(Recorded data)

━━━━━━━━━━

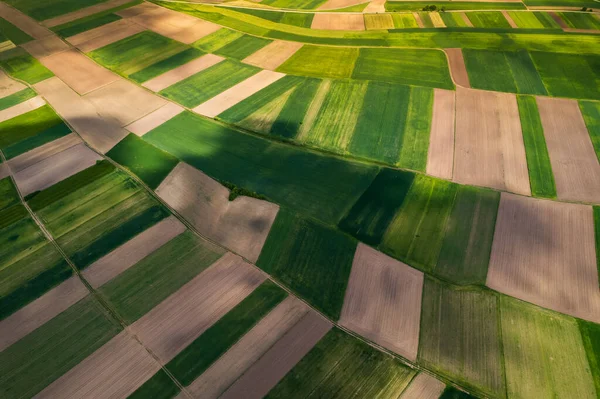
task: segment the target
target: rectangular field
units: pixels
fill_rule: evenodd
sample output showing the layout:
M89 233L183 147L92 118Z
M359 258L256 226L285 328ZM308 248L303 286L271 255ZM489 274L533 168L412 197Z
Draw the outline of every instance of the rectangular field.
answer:
M600 20L592 13L561 12L558 15L571 28L600 30Z
M14 48L0 53L0 67L15 79L35 84L54 76L22 48Z
M419 27L412 14L392 14L392 19L396 29L415 29Z
M507 28L510 24L500 11L467 12L467 17L476 28Z
M243 60L271 42L271 40L262 37L244 35L221 47L215 51L214 54L227 58L234 58L236 60Z
M359 49L353 47L304 45L277 71L317 78L349 78L358 54Z
M7 0L6 3L33 19L43 21L104 1L106 0L45 0L40 3L36 0Z
M264 3L263 3L264 4ZM388 1L385 3L386 11L421 11L423 7L435 5L437 9L444 7L446 10L524 10L525 6L520 1Z
M187 50L178 52L132 73L129 78L135 82L143 83L182 65L188 64L204 54L203 51L198 50L197 48L188 48ZM160 58L162 57L159 57L159 59Z
M579 110L592 139L598 162L600 162L600 102L580 101Z

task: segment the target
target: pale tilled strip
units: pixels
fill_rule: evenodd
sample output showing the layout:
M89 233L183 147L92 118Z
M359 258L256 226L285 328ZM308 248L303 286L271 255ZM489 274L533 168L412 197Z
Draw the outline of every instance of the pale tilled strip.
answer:
M310 311L225 393L222 399L260 399L327 334L331 323Z
M158 370L159 363L125 330L36 398L126 398Z
M454 80L454 83L462 87L471 87L462 49L445 48L444 51L448 56L448 65L450 66L450 73L452 74L452 80Z
M311 29L365 30L365 19L362 14L316 13Z
M40 60L42 64L83 95L119 79L119 76L75 49L63 51Z
M364 9L364 13L379 13L385 12L385 0L373 0Z
M427 373L418 374L402 392L400 399L438 399L446 384Z
M317 10L337 10L364 3L364 0L327 0Z
M35 165L40 161L43 161L54 154L58 154L59 152L62 152L80 143L81 139L79 136L77 136L75 133L70 133L66 136L14 157L8 161L8 164L10 165L13 173L17 173Z
M111 43L133 36L146 30L141 25L131 21L120 19L98 28L94 28L75 36L67 38L67 41L84 53L99 49Z
M78 302L89 291L73 276L0 321L0 352Z
M502 15L504 16L504 18L506 18L506 21L508 21L508 24L511 28L518 28L515 21L513 21L512 17L508 14L508 11L502 10Z
M422 292L422 272L359 243L340 324L415 360Z
M119 10L119 11L115 12L115 14L117 14L123 18L131 18L131 17L135 17L137 15L143 14L143 13L148 13L148 12L152 12L152 11L158 12L158 11L160 11L160 9L161 9L161 7L157 6L156 4L143 2L142 4L138 4L136 6L126 8L125 10Z
M176 117L184 111L184 108L173 103L167 103L156 111L126 126L126 129L138 136L143 136L150 130L162 125L166 121Z
M431 12L431 13L429 13L429 16L431 17L431 22L433 22L434 28L445 28L446 27L446 24L444 23L444 20L442 19L439 12Z
M298 42L275 40L244 58L242 62L274 71L294 55L296 51L300 50L303 45L303 43Z
M200 71L218 64L224 59L225 58L218 55L206 54L188 62L187 64L181 65L175 69L163 73L162 75L150 79L149 81L143 83L142 86L158 92L174 85L177 82L182 81L183 79L189 78Z
M0 122L7 121L9 119L15 118L19 115L27 113L29 111L33 111L44 106L46 102L40 96L30 98L27 101L23 101L20 104L13 105L10 108L6 108L0 111Z
M0 53L3 53L15 47L17 46L15 46L15 44L10 40L3 41L2 43L0 43Z
M44 37L54 35L54 33L41 26L35 19L28 17L4 2L0 2L0 15L34 39L43 39Z
M198 105L194 112L214 118L221 112L233 107L237 103L264 89L272 83L283 78L285 74L273 71L260 71L241 83L225 90L210 100Z
M18 82L0 70L0 98L8 97L18 91L27 88L23 83Z
M37 83L34 88L98 151L107 152L127 136L127 130L121 128L116 121L101 117L91 102L79 96L58 77Z
M266 279L227 253L129 328L168 363Z
M185 225L175 216L169 216L92 263L84 270L83 277L98 288L184 231Z
M60 53L70 48L67 43L63 42L58 36L54 35L45 37L43 39L33 40L21 45L21 47L38 59Z
M95 4L90 7L82 8L81 10L47 19L42 21L42 25L52 28L54 26L66 24L67 22L75 21L77 19L89 17L90 15L94 15L102 11L110 10L111 8L119 7L130 2L131 0L109 0L104 3Z
M186 390L196 398L218 398L307 312L309 308L302 301L287 297ZM180 399L185 397L184 393L179 395Z
M8 165L6 163L1 163L0 164L0 179L4 179L9 174L10 174L10 171L8 170Z
M454 91L434 89L427 174L448 180L454 164L454 111Z
M577 100L537 97L559 199L600 203L600 164Z
M556 22L561 28L568 29L569 25L554 11L548 11L548 14L552 17L554 22Z
M100 159L100 155L82 143L14 173L13 176L23 196L27 196L89 168Z
M465 14L464 12L460 13L461 18L463 19L463 21L465 21L465 24L467 24L468 27L473 28L473 22L471 22L471 20L469 19L469 17L467 16L467 14ZM470 87L470 86L469 86Z
M425 25L423 25L423 20L421 19L421 16L419 15L419 13L413 12L413 17L415 17L415 21L417 21L417 26L419 28L425 27Z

━━━━━━━━━━

Which lines above contain the word "every"? Copy each of them.

Exercise solution:
Draw the outline of every instance of the rectangular field.
Draw the outline of every instance of the pale tilled strip.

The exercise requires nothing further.